THE RECORDS>

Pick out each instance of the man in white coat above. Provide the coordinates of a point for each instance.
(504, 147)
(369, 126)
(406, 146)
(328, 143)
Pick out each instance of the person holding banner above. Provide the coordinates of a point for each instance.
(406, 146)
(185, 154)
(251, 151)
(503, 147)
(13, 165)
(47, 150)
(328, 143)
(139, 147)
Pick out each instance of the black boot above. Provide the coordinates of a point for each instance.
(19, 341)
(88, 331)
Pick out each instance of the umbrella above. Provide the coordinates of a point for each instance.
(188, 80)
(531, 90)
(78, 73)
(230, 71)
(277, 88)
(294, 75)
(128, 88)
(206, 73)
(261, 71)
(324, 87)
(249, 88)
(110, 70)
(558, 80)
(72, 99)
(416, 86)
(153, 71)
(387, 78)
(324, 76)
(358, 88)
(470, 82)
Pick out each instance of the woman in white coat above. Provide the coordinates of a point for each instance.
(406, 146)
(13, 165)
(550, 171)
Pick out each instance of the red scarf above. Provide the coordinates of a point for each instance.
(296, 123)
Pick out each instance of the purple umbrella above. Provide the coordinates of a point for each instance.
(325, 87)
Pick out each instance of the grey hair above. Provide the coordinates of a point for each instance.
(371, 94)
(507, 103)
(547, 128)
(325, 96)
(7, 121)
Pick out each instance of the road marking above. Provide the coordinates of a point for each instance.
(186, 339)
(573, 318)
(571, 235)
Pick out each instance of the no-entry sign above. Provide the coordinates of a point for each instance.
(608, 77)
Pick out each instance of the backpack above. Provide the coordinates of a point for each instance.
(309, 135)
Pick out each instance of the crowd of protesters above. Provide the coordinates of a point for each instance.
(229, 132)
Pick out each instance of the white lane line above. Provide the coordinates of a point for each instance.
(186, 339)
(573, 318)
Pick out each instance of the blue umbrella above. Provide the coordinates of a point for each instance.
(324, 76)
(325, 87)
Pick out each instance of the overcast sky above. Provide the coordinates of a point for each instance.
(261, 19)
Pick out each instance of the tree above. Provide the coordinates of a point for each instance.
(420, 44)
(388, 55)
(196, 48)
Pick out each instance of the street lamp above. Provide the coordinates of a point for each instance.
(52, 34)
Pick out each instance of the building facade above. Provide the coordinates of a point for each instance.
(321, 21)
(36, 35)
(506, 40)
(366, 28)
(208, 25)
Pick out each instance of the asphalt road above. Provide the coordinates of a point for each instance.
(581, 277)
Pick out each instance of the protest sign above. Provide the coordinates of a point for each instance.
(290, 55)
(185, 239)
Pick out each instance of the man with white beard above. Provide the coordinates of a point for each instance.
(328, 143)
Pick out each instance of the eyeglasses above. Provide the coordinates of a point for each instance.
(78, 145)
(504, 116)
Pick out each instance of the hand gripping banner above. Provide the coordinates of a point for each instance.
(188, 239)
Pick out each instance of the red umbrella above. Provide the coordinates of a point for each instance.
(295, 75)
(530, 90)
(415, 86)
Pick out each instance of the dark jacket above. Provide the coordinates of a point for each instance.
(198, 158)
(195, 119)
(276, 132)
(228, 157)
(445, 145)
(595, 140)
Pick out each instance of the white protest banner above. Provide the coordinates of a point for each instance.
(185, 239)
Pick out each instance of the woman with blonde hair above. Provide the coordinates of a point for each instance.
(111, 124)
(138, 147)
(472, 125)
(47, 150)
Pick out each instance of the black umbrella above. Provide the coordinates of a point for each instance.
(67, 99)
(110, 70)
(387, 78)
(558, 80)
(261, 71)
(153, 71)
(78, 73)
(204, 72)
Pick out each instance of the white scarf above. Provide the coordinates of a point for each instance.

REQUIRED ACTION> Extract every entry in the listing word for word.

RESPONSE>
Pick out each instance of the man in white coat above. Provide the coordinates of a point for each instance.
(504, 147)
(369, 126)
(406, 146)
(328, 143)
Pick out each instance of the person holding banner above. Provide the coordinates of a point for each instance.
(406, 146)
(185, 154)
(251, 151)
(503, 147)
(13, 165)
(47, 150)
(328, 143)
(139, 147)
Pick out each instance of the black boot above. Provide the coordinates of a point for each instance.
(19, 341)
(88, 331)
Pick out each instance of the umbrella above. Provide the coordinates of a point for each instance.
(188, 80)
(531, 90)
(78, 73)
(230, 71)
(277, 88)
(294, 75)
(128, 88)
(206, 73)
(261, 71)
(324, 87)
(249, 88)
(110, 70)
(558, 80)
(72, 99)
(416, 86)
(153, 71)
(387, 78)
(324, 76)
(358, 88)
(470, 82)
Pick out each instance of the woman in white coat above. Provide the coordinates of a point for each instance.
(406, 146)
(13, 165)
(550, 171)
Pick out each instance of the red scarf above. Provide the coordinates of a point for each instance.
(296, 123)
Pick out each instance of the purple umbrella above. Provide the coordinates of a point for each instance.
(325, 87)
Pick out each instance of the grey hair above. Provide the coordinates of a point for each instance.
(371, 94)
(507, 103)
(547, 128)
(325, 96)
(7, 121)
Pick out each instance of the road marking above. Provide the coordinates of a point for each instance.
(186, 339)
(573, 318)
(571, 235)
Pick out each instance of the no-entry sign above. Provide the coordinates of a point for each instance.
(608, 77)
Pick out each instance of the backpack above. Provide the coordinates of a point for each instance.
(309, 135)
Pick out each instance of the crowd of protesters above. Provide the coordinates of a point for each instance.
(229, 132)
Pick out each instance of the white lane line above. Provide the coordinates of a point for each instance.
(186, 339)
(573, 318)
Pick out each instance of the blue umbrella above. Provide the coordinates of a point for each instance.
(324, 76)
(325, 87)
Pick out each instance of the overcast sky above. Provide the coordinates of a point for each instance.
(261, 19)
Pick out each instance of the tree above. Provide the coordinates of a point for each instance.
(420, 44)
(388, 55)
(196, 48)
Pick out each instance of the street lamp above. Provide the coordinates of a point for each instance.
(52, 34)
Pick out each instance of the building facade above. Provide the coordinates of a point for each instance.
(321, 21)
(36, 35)
(506, 40)
(366, 28)
(208, 25)
Pick out each instance of the asphalt road above. Provide the coordinates of a point for each instance.
(581, 277)
Pick out each instance of the protest sign above. Provide the coordinates of a point for each instance.
(290, 55)
(185, 239)
Pick out each instance of the man with white beard above. Provide the coordinates of a point for each instance.
(328, 143)
Pick out each instance of the eyeglasses above. Provide the coordinates of a point for each instance.
(78, 145)
(504, 116)
Pick out each instance of the hand gripping banner above. Provide the coordinates of a point for each instance.
(188, 239)
Pick out each instance of the red umbrella above. Provide the coordinates of a point for each instance.
(295, 75)
(530, 90)
(415, 86)
Pick out each instance of the dark jacket above. Provide the coordinates of a point for each instance.
(198, 158)
(195, 119)
(276, 132)
(228, 157)
(445, 145)
(595, 140)
Pick out each instance of the white protest banner above. Provide the coordinates of a point for each instance.
(185, 239)
Pick out each instance of the woman with blonde hair above. Provide the coordinates of a point for each instance.
(111, 124)
(138, 147)
(472, 125)
(47, 150)
Pick out each instance of the black umbrella above. Provide the coordinates of a point for each instance.
(67, 99)
(110, 70)
(387, 78)
(558, 80)
(261, 71)
(153, 71)
(78, 73)
(204, 72)
Pick out each instance of the white scarf above. Provide the coordinates of a point for each instance.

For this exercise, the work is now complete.